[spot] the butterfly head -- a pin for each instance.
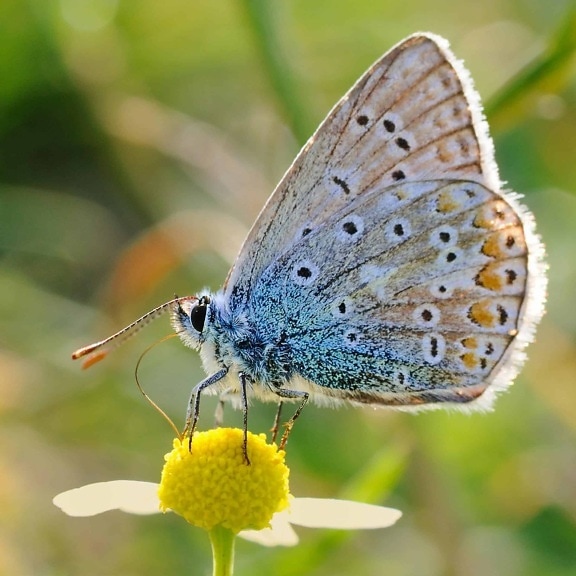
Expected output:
(189, 319)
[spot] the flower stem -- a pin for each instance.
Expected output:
(222, 540)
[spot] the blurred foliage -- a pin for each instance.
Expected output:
(138, 141)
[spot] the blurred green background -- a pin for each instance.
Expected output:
(138, 140)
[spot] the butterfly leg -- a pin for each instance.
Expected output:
(243, 381)
(194, 403)
(276, 424)
(219, 412)
(291, 394)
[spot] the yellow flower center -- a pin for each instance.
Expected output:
(213, 486)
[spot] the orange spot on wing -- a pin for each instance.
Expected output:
(492, 247)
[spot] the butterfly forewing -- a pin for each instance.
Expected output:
(388, 260)
(406, 119)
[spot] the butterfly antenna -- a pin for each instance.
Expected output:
(99, 350)
(150, 401)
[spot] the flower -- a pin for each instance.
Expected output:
(212, 486)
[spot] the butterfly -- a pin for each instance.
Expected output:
(387, 268)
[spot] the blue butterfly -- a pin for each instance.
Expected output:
(387, 268)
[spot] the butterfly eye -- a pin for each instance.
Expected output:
(198, 316)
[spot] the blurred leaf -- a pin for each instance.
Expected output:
(549, 71)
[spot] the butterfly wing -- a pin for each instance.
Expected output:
(408, 118)
(387, 259)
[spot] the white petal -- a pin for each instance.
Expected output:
(280, 533)
(342, 514)
(126, 495)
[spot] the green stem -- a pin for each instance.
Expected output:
(265, 22)
(222, 540)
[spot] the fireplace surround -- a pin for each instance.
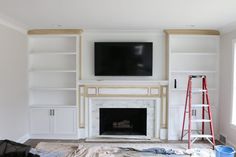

### ABOUT THIS TASK
Only a number is wanted here: how many lines of the records above include the string "flower"?

### FINAL ANSWER
3